• **WHAT IS EXPECTED**: In the forum thread on higher-half kernels, where does the poster who settles on a small, identity-mapped startup routine plan to copy the MBI?

• **EXTRACT**:
====

The dependencies between these steps are driving me crazy. With higher-half, the kernel is linked at its virtual address and so the options options I've come up with are 1) enable paging in assembly, which would involve following all the multiboot pointers (in assembly) so they'll still be accessible to the physical memory manager and then later unmapping them all, 2) link the startup code at its physical address and then do some pointer manipulation to access kernel structures at their physical addresses as well, or 3) don't use a higher-half kernel.

Also involved is bootstrapping the physical memory manager without knowing the amount of physical memory at compile time. I'm pretty sure I have to either carefully avoid all the multiboot structures when allocating the first structures, or use them all first and then don't worry about overwriting them (although I'd still have to deal with modules and this approach probably involves copying the multiboot tables to a known location as I need them while setting up the physical memory manager).

These problems are why I've avoided a higher half kernel up to now. Does anyone have a good system for resolving these dependencies? Maybe some variation on the GDT trick to access both the kernel at its linked/virtual address and the multiboot tables at their physical address, or using some kind of pre-defined page tables that avoid the problems above, maybe involving PSE?

Hello,

System data structures (GDT,IDT) can and should be setup during kernel initialization -- before or after memory management. So all of (3) can be setup later on. By having the kernel copy the data structures used by Grub locally (on a stack), the memory manager can work off of this copy without error.

This is what we do with regards to enabling paging: We link using a virtual base address but tell the bootloader to load it to a physical address and call it there. Enabling paging must then be done using position independent code.

In my linker script I reserve some space for the GDT, IDT, page tables and so on. When GRUB loads my kernel, it reads the ELF header and keeps its data structures (multiboot info, memory map, modules...) out of the reserved space. The startup code can then simply fill the reseved space with GDT, IDT and so on, without trashing any important data.

It's bad idea.

It's bad idea.

proof wanted.

A "higher-half userspace" requires to store fixup information into application executable module and relocate it (in most cases) if kernel space resizing allowed.

To topic starter: maybe to use "binary" output format (instead ELF) is better solution for you.

I think I'm going with a small, identity-mapped startup routine where I'll copy the MBI to a temporary heap, enable paging with temporary page tables, and then initialize the rest (with the physical memory manager accessing the copied MBI and running from its virtual address).

Flat binaries would just make things more complicated in this case, because GRUB already understands ELF section physical addresses.

berkus wrote:1G/3G kernel/user split is no different from 3G/1G user/kernel split, although slightly simpler (no need to remap low memory).

They differ from one another. What fixed base address should user space have for 1G/2G kernel space? 2G? If so then no reason to have kernel space smaller than with size 2G. And what can I do if I shall have experimental kernel with 3G space?

I use something similar to XenOS's method - reserve some space (128K I think) at the end of kernel using linker script. Then with help of one extra variable it's easy (even in assembly) to "grab" some pages for stack, PD, PT, etc. from there.

What remains after "grabbing" is handed over to kmalloc(). And memory for GDT, IDT and whatever else I need is kmalloc()ated.

Rusky wrote:Flat binaries would just make things more complicated in this case, because GRUB already understands ELF section physical addresses.

Well, if you want to use complicated ELF instead complicated "binary" format, it's your business. GRUB uses one type of section address (not physical and virtual separately) to load sections into memory at physical addresses.

====

• **ITEMS**:
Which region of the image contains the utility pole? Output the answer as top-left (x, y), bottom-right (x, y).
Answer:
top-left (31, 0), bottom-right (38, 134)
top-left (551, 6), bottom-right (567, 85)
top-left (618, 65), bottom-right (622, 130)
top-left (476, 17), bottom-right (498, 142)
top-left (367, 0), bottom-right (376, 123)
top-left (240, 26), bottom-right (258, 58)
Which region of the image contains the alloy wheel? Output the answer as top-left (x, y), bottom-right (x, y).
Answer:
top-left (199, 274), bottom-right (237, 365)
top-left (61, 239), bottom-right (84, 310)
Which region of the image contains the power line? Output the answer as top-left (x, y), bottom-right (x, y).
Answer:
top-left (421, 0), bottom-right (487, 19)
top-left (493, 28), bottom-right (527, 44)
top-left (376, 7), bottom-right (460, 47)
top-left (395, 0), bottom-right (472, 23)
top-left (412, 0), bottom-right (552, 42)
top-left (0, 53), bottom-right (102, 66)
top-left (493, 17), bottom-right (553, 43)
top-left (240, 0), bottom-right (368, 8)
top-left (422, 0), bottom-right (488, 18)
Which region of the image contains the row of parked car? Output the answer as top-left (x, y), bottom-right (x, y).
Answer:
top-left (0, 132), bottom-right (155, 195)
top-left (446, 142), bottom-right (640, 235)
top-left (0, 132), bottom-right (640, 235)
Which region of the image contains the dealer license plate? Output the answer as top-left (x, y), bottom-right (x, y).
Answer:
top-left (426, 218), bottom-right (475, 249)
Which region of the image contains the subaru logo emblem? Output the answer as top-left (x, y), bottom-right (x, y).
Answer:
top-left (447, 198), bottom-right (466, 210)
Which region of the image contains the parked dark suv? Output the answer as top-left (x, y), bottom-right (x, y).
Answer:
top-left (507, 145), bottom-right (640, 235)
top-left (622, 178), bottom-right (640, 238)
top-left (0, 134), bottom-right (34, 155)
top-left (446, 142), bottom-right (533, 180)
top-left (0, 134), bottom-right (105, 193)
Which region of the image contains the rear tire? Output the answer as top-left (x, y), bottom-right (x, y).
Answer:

====

• **CORRECT OUTPUT**: To a temporary heap.